▶ [WORK TO COMPLETE]
Please recast the lines below as a JSON list of strings, one string per line, leaving out any blank lines.

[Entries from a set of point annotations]
------------------------------------------------------------------------
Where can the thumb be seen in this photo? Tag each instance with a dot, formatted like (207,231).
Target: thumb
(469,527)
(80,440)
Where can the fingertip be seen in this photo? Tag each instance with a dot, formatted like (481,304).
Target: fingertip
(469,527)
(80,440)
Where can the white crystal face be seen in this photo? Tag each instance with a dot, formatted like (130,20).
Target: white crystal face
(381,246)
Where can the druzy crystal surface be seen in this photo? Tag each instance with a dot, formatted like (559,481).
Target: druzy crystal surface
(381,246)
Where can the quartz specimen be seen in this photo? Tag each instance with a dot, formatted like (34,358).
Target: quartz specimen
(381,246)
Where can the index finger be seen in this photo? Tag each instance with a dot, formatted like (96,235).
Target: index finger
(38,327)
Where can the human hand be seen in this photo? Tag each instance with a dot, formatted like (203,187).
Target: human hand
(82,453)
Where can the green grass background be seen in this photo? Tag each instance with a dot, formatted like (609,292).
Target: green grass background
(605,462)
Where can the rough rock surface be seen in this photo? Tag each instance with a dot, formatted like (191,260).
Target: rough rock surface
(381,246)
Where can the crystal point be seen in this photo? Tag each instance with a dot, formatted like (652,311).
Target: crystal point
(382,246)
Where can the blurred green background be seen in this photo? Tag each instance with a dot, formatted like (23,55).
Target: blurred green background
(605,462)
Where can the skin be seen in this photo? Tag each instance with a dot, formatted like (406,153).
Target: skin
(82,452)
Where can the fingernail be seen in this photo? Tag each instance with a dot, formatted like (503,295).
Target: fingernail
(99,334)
------------------------------------------------------------------------
▶ [EXERCISE OUTPUT]
[
  "Where can the thumb be seen in this photo? Tag each instance with a dot, formatted like (207,231).",
  "Target: thumb",
  "(469,527)",
  "(80,440)",
  "Where can the fingertip be seen in this photo? Tag each instance with a dot, formatted like (481,304).",
  "Target: fingertip",
  "(469,527)",
  "(80,440)",
  "Where can the white crystal face be seen in this photo? Tag each instance with a dot, formatted like (130,20).",
  "Target: white crystal face",
  "(381,246)",
  "Where can the druzy crystal surface be seen in this photo? Tag each instance with a dot, formatted like (559,481).",
  "Target: druzy crystal surface",
  "(381,246)",
  "Where can the quartz specimen be seen in this photo? Tag each instance with a dot, formatted like (34,358).",
  "Target: quartz specimen",
  "(381,246)",
  "Where can the index finger be seen in this photo? Tag each instance with a dot, formatted like (96,235).",
  "Target: index finger",
  "(38,327)",
  "Where can the human hand be seen in this photo? Tag each instance with a dot, formatted like (203,187).",
  "Target: human hand",
  "(82,453)",
  "Where can the green grass background be seen in this photo? Tag each instance with a dot, formatted like (609,292).",
  "Target: green grass background",
  "(605,462)",
  "Where can the rough rock surface be seen in this photo? Tag each instance with a dot, formatted like (191,260).",
  "Target: rough rock surface",
  "(381,246)",
  "Where can the crystal point be seen in this photo? Tag each instance with a dot, formatted like (652,311).",
  "Target: crystal point",
  "(382,246)",
  "Where can the blurred green background be seen in this photo? Tag each instance with a dot, formatted like (23,55).",
  "Target: blurred green background",
  "(605,462)",
  "Where can the skin be seen in this photo? Tag each instance with a dot, formatted like (406,153).",
  "Target: skin",
  "(82,452)",
  "Where can the fingernail be seen in this photo? Tag each instance with a dot, formatted like (503,295).",
  "Target: fingernail",
  "(99,334)"
]